- SHORT PROBLEM
Count how many rows below contain the string "steel", and reply with that number alone.

***** GIVEN RECORDS *****

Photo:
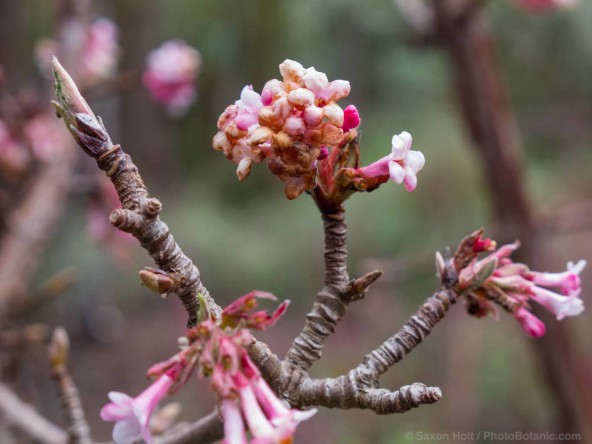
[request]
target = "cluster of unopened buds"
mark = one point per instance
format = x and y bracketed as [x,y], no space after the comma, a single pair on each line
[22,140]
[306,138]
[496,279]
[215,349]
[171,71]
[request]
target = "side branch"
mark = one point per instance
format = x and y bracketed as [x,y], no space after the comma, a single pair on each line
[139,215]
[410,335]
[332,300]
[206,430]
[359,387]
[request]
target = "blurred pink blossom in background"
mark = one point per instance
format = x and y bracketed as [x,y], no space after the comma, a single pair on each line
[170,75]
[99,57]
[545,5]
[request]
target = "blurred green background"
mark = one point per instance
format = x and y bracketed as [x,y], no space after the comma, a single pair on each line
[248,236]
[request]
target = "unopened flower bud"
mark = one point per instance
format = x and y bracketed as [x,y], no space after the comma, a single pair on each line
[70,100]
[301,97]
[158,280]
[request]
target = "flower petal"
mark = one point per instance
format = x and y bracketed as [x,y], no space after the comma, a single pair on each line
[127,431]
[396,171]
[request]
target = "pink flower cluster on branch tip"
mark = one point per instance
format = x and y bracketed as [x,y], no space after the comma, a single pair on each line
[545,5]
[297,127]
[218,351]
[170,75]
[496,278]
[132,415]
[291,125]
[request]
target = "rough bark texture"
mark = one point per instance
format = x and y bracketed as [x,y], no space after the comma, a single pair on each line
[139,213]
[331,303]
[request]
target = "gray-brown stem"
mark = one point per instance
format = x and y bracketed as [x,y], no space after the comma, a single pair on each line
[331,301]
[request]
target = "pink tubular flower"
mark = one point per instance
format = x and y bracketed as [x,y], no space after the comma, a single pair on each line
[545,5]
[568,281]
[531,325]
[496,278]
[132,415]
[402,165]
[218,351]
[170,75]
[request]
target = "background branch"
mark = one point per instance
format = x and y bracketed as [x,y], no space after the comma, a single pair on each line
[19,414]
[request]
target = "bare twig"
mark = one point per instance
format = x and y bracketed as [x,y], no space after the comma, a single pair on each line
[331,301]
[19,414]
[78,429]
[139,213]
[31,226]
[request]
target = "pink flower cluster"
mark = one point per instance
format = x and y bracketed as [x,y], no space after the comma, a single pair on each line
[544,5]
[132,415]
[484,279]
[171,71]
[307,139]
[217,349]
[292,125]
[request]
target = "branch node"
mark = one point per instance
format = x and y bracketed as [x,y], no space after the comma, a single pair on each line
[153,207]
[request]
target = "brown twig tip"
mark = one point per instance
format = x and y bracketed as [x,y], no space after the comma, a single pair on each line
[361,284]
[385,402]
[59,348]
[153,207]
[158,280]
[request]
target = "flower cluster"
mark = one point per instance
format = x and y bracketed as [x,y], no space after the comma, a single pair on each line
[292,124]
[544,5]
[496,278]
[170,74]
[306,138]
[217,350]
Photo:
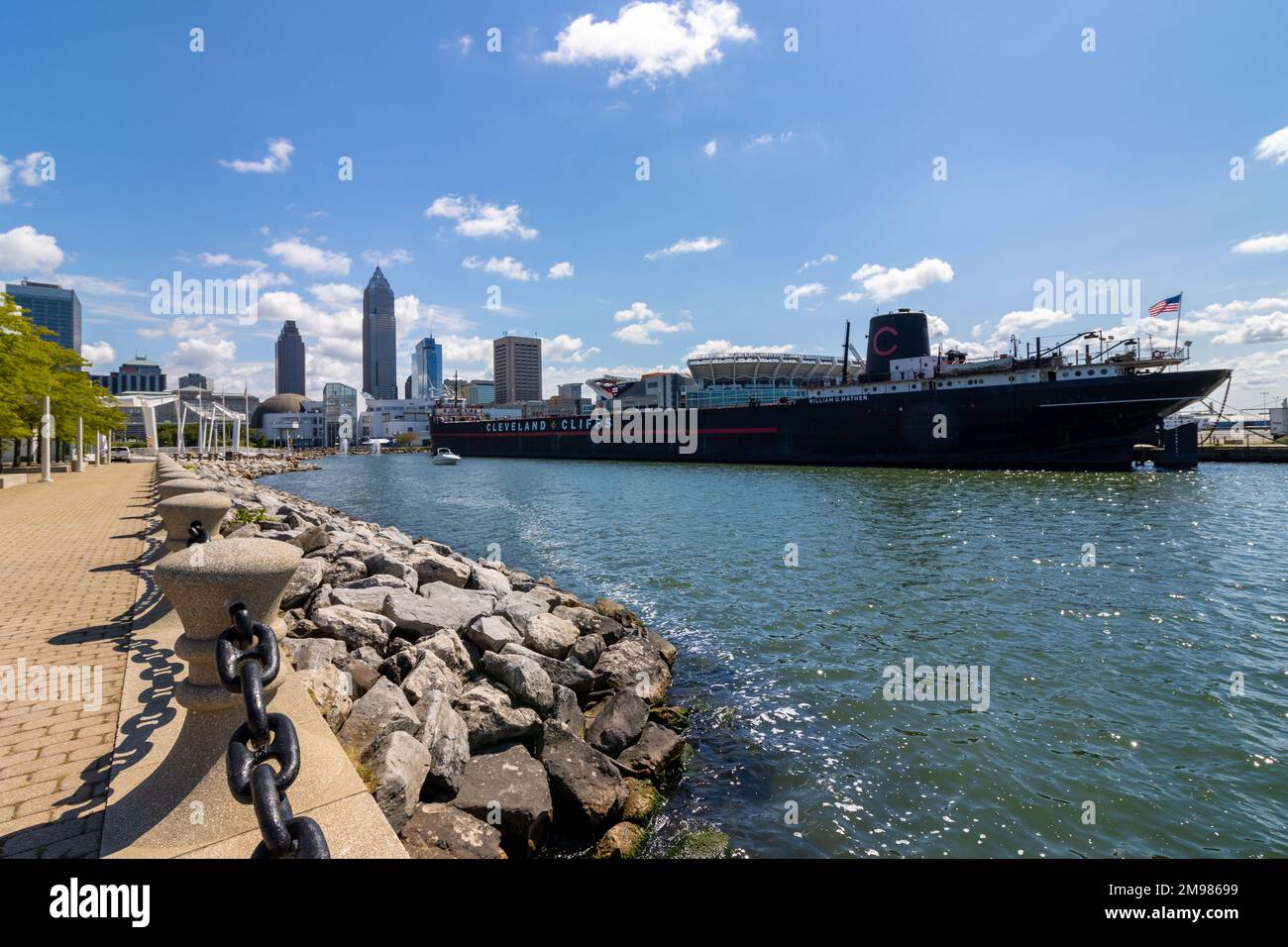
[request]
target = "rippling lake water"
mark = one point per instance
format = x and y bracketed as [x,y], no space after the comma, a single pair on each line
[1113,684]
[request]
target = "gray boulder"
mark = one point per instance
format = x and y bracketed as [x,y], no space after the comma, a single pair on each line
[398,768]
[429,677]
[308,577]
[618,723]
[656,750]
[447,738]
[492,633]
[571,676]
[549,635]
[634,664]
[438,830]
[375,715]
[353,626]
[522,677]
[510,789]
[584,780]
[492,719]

*****
***** GIVEN RECORDS *****

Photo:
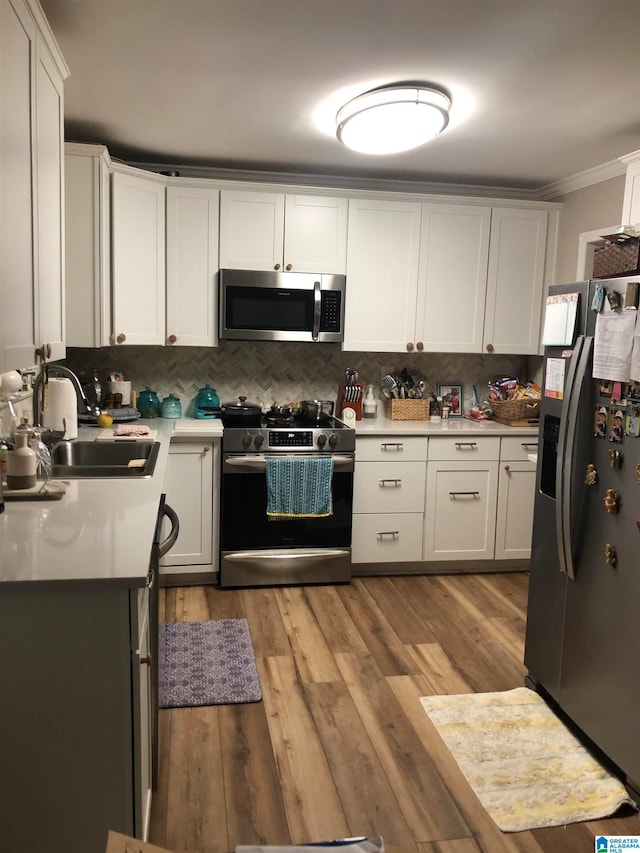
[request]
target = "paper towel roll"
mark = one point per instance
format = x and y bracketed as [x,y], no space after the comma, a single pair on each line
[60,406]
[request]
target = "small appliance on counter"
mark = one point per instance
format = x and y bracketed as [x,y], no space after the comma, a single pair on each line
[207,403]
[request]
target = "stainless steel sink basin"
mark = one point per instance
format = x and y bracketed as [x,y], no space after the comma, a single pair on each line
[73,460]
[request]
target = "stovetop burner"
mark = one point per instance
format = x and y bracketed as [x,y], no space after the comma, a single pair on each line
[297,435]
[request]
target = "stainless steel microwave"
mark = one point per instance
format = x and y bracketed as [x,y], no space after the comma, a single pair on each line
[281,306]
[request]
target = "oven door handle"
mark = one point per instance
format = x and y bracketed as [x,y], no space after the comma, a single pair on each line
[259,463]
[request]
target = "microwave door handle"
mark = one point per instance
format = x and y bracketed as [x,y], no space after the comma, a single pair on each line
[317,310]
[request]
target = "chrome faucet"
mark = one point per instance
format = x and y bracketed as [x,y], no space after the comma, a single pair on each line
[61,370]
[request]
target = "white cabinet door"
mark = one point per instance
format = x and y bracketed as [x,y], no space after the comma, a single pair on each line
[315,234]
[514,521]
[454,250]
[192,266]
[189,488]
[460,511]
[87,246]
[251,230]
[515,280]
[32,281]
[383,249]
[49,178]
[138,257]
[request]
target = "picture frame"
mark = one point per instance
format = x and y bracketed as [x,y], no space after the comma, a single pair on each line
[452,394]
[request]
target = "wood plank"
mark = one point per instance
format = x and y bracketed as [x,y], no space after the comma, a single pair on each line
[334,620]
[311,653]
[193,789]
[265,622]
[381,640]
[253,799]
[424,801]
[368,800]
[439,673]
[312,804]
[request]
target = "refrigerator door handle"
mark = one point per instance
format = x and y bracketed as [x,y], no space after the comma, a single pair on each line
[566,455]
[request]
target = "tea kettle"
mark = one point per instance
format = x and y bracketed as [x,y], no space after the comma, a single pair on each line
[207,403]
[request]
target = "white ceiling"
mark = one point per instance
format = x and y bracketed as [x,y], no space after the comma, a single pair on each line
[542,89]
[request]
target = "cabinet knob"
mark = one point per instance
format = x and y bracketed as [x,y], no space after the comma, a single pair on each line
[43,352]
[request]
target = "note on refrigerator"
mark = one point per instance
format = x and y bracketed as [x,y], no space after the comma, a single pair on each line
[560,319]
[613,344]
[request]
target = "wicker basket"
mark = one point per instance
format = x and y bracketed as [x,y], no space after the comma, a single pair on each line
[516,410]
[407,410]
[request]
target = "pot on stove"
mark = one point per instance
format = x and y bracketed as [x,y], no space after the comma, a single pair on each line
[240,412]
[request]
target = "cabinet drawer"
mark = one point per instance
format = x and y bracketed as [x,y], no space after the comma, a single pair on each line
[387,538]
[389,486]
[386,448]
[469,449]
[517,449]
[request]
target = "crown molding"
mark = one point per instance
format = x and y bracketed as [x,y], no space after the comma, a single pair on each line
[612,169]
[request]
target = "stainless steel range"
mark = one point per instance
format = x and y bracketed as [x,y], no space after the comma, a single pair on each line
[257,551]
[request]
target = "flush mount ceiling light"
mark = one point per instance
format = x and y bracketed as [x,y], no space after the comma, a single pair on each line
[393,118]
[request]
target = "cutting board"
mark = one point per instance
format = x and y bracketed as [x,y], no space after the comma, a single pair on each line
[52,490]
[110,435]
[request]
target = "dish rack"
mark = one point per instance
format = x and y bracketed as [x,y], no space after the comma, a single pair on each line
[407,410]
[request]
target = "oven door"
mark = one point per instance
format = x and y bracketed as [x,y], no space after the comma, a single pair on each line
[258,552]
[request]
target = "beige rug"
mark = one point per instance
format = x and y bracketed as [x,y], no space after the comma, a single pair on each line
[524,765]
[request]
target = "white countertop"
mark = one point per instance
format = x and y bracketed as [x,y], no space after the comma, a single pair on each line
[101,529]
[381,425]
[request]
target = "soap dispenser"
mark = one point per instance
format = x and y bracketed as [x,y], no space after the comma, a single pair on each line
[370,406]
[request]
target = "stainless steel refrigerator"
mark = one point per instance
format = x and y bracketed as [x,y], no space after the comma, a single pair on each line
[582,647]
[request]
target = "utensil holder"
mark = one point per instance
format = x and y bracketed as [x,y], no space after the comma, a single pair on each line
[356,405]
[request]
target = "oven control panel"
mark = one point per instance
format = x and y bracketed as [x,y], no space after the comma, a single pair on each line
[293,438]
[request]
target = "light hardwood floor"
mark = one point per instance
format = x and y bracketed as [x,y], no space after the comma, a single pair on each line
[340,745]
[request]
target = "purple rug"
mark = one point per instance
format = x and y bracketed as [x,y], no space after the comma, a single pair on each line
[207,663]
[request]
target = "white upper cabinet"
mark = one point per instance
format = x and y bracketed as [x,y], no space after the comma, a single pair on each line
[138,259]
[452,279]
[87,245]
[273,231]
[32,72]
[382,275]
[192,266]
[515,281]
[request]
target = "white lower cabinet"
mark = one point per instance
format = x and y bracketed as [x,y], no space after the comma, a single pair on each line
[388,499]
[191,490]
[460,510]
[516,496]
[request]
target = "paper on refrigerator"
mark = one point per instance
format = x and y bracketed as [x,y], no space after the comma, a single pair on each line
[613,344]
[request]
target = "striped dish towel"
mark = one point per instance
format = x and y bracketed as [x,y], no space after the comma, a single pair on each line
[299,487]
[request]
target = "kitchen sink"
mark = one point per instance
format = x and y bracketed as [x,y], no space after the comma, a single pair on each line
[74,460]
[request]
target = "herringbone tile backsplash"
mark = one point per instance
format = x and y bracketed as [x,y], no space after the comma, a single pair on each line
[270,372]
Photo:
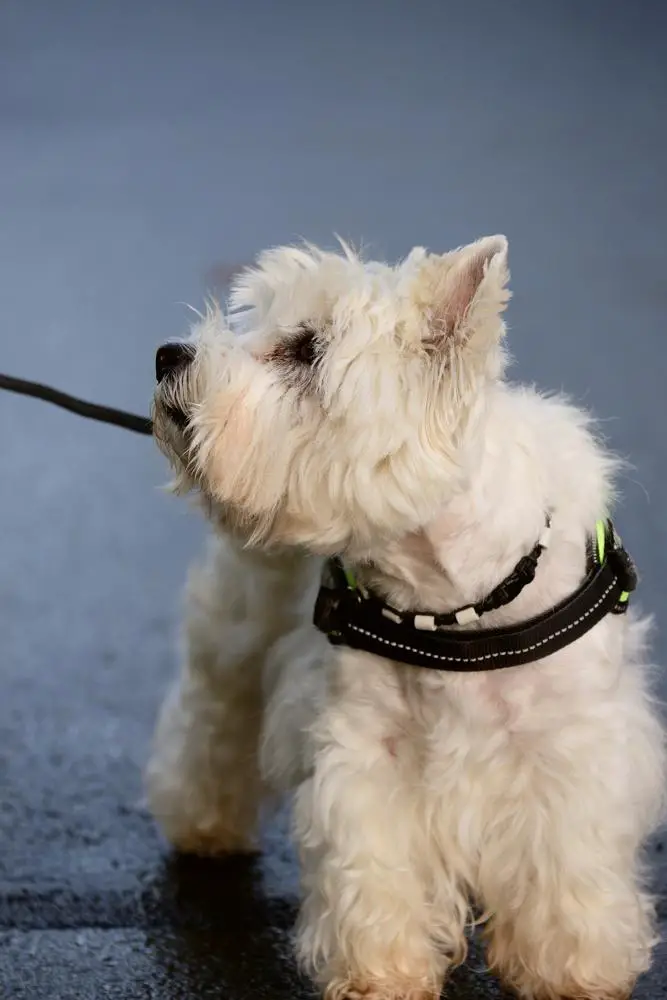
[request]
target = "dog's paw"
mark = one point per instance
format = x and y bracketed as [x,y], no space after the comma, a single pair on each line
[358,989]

*****

- EXPECTED OUTPUT
4